(Collected data entries)
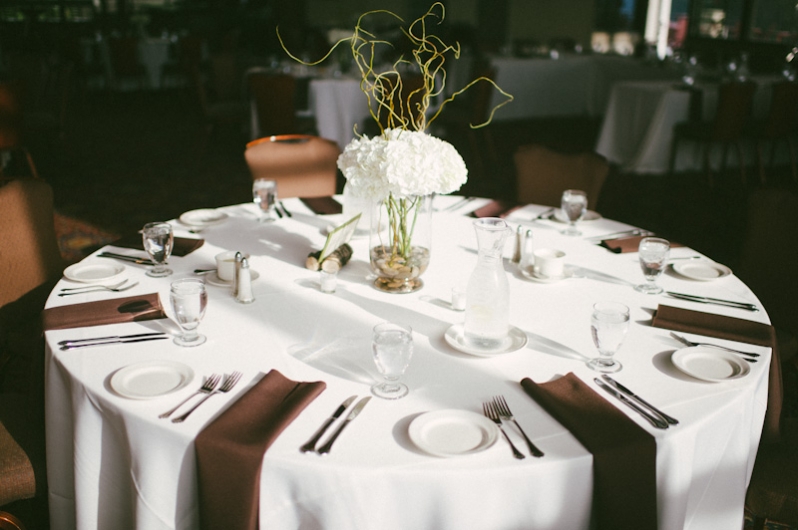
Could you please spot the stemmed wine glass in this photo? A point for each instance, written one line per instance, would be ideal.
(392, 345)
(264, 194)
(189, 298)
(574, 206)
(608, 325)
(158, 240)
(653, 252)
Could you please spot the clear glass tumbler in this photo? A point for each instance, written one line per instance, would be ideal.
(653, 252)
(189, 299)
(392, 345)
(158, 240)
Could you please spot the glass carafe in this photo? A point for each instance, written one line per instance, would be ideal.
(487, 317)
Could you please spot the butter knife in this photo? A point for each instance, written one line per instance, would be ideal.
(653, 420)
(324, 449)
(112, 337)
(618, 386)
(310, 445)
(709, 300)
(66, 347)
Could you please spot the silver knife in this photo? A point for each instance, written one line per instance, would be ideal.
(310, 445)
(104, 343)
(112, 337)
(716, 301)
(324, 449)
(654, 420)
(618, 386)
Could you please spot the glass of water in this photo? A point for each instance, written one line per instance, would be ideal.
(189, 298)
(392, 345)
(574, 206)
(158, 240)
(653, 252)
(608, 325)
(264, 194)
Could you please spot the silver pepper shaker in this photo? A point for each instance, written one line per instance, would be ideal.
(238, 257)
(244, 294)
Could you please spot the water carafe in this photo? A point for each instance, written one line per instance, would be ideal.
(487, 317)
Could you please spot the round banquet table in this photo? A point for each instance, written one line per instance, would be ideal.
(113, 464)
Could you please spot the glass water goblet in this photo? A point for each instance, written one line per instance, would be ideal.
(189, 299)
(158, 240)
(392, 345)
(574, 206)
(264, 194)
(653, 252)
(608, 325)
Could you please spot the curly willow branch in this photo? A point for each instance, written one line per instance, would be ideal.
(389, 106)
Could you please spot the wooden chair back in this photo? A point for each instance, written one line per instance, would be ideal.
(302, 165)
---
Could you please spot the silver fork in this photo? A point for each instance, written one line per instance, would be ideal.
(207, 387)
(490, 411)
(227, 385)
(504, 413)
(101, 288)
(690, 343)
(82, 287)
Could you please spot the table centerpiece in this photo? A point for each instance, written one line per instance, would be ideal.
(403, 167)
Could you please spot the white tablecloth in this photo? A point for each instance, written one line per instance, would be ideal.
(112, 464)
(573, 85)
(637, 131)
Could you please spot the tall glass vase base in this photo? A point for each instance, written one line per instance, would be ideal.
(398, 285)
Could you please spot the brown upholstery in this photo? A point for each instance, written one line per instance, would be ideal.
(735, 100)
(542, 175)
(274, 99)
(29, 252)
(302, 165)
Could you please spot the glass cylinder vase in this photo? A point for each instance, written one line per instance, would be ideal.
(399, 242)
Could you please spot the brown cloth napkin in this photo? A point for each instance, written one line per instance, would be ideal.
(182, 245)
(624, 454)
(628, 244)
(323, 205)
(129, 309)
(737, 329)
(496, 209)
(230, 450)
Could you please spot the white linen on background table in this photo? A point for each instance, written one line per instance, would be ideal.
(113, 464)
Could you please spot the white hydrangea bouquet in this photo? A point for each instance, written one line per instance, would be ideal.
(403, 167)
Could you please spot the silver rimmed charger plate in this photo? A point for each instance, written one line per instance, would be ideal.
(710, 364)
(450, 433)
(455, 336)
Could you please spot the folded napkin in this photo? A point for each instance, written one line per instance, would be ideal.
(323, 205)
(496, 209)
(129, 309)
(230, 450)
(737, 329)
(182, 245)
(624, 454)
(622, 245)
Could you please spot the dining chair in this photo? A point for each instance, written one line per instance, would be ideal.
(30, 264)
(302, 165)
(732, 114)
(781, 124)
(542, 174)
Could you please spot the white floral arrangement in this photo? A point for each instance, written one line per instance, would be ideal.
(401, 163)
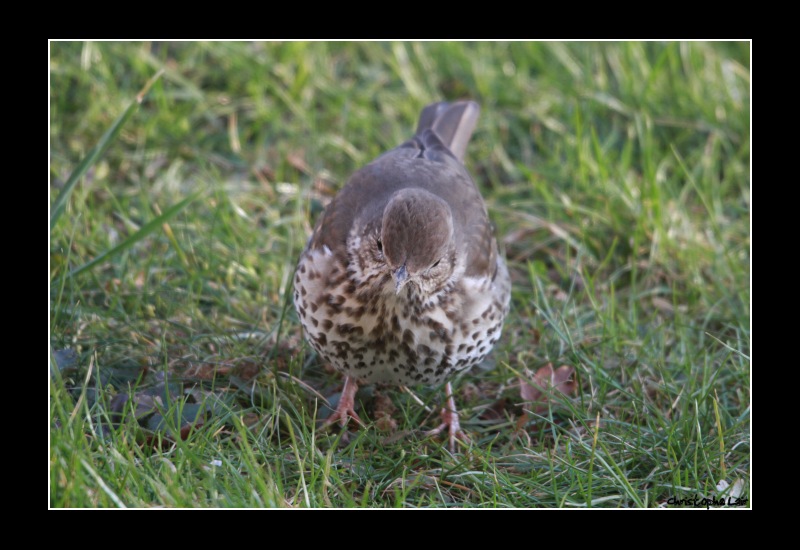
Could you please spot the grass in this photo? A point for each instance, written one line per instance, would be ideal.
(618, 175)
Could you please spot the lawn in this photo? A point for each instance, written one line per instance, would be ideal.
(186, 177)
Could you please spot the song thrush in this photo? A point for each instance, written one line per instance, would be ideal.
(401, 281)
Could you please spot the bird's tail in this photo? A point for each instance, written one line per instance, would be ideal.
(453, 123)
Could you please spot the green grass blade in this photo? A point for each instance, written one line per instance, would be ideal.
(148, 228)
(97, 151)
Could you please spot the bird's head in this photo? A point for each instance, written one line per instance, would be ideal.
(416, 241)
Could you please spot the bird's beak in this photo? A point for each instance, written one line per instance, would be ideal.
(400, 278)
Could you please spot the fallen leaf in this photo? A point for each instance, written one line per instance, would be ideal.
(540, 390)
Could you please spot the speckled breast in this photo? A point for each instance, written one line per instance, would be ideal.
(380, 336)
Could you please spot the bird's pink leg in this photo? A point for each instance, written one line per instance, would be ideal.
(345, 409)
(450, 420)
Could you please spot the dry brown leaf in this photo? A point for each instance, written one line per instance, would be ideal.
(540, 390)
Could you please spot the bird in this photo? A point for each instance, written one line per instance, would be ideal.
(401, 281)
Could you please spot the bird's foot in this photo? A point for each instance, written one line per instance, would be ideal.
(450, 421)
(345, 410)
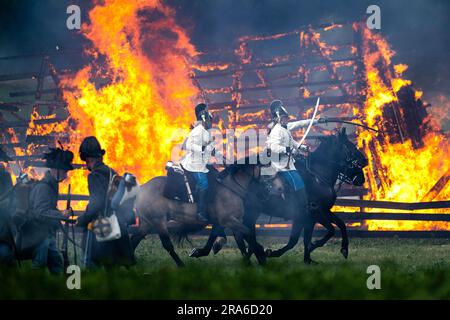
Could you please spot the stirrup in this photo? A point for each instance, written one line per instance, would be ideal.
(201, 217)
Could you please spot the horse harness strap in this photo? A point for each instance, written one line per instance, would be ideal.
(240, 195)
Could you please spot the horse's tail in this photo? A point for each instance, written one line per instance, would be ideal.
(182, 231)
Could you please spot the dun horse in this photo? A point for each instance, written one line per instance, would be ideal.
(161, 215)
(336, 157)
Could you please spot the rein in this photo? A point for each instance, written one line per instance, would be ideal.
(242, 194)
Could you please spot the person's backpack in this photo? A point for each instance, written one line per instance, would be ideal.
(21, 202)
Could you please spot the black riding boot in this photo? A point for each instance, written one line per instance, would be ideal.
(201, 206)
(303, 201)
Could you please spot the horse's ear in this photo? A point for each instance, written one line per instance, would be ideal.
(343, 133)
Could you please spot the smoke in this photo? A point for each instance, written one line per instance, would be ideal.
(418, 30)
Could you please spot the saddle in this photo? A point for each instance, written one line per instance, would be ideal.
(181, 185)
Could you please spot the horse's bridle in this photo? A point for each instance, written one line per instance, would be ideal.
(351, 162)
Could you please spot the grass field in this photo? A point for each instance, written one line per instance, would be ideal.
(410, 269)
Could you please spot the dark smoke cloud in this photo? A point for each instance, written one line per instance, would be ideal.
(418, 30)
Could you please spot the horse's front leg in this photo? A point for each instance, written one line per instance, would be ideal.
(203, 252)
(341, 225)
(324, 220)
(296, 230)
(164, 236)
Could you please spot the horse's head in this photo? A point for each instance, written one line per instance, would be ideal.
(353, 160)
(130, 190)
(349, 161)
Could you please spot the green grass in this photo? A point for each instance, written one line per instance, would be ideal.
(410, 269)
* * *
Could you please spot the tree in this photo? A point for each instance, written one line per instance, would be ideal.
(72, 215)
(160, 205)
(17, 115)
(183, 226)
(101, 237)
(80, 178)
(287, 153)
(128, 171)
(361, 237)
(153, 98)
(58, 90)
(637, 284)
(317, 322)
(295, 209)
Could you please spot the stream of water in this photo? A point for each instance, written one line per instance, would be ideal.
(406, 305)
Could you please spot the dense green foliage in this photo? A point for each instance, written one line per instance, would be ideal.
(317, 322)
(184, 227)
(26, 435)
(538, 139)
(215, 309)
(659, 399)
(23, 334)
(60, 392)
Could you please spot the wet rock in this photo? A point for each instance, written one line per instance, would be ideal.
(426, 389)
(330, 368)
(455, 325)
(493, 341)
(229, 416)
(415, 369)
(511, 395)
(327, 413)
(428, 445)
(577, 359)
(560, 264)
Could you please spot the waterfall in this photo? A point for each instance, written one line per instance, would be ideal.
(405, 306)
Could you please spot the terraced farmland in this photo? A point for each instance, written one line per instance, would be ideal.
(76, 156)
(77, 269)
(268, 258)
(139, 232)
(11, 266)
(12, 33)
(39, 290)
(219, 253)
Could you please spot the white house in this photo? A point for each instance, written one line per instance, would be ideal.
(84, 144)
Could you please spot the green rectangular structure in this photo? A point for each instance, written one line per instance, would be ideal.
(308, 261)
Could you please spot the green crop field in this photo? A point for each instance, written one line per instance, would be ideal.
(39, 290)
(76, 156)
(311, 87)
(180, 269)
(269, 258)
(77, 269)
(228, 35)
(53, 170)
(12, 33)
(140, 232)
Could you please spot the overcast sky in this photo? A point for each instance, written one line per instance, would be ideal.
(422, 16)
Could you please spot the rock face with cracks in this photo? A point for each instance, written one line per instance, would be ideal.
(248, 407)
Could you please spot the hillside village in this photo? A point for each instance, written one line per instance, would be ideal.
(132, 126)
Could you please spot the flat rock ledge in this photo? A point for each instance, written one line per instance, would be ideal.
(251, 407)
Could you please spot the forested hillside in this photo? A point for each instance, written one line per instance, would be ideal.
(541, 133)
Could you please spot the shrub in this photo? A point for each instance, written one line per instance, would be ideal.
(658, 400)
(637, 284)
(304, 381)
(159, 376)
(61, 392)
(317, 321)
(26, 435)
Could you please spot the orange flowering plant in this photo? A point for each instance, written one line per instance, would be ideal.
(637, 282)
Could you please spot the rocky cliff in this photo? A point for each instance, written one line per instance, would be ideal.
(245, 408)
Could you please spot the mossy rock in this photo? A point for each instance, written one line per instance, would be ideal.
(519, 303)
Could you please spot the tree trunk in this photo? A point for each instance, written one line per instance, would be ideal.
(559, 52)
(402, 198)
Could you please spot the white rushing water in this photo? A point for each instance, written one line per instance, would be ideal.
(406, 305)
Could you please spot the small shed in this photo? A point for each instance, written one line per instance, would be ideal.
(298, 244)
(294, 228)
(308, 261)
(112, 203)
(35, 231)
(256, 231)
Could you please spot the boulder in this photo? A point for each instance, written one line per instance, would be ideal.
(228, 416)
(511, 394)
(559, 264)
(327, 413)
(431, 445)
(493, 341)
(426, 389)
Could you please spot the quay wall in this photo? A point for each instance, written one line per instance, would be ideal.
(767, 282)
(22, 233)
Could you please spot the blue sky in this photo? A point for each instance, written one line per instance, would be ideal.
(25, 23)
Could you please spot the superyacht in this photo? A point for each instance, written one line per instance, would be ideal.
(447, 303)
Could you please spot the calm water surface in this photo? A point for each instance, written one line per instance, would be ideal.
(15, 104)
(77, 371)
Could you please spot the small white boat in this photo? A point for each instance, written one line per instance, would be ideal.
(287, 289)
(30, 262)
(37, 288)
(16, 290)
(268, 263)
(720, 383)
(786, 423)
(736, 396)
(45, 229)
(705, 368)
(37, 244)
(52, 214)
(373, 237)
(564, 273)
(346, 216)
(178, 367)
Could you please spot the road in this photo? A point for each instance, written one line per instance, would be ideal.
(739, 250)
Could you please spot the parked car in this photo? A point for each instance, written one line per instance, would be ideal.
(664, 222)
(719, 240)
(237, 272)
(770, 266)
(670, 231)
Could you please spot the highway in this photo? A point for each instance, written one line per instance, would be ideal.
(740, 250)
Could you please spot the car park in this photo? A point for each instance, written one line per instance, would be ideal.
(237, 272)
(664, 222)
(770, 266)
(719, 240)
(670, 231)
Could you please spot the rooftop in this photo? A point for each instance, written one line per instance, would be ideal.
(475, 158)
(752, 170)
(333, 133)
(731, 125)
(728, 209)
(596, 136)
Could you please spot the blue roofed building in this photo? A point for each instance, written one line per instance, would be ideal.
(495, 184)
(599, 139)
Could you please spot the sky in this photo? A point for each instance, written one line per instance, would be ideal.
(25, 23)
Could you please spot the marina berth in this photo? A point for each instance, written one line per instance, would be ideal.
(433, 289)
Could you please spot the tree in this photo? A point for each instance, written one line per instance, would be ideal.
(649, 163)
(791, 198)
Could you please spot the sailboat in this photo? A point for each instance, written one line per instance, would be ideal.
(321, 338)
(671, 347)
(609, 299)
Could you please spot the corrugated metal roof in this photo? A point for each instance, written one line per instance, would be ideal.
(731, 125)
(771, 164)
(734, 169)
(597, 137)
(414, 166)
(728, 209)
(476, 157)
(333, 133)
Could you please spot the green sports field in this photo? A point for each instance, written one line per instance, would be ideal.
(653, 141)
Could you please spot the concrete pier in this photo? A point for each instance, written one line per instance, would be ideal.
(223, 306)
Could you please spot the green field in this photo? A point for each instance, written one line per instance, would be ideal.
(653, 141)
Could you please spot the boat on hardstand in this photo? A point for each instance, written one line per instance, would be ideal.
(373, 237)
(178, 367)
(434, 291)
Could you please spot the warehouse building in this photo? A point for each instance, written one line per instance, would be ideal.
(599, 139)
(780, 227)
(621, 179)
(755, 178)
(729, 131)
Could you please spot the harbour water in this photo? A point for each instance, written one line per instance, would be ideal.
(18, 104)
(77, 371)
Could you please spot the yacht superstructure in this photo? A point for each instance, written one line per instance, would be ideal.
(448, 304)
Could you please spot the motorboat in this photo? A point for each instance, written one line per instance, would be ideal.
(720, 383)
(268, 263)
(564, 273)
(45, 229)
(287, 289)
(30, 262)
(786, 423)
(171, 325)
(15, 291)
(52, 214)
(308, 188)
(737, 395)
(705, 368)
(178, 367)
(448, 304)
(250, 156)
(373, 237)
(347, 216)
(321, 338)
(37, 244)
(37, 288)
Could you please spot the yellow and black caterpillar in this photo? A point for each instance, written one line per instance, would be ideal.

[AIM]:
Identify every line in the listing above that contains the word "leaf", and copy each of those lines in full.

[TASK SOLUTION]:
Could you please spot the fallen leaf in this photo? A point for each instance, written one line per instance, would be ideal.
Could you please spot the dry brown leaf in this photo? A point for each instance, written one line per instance, would be ideal.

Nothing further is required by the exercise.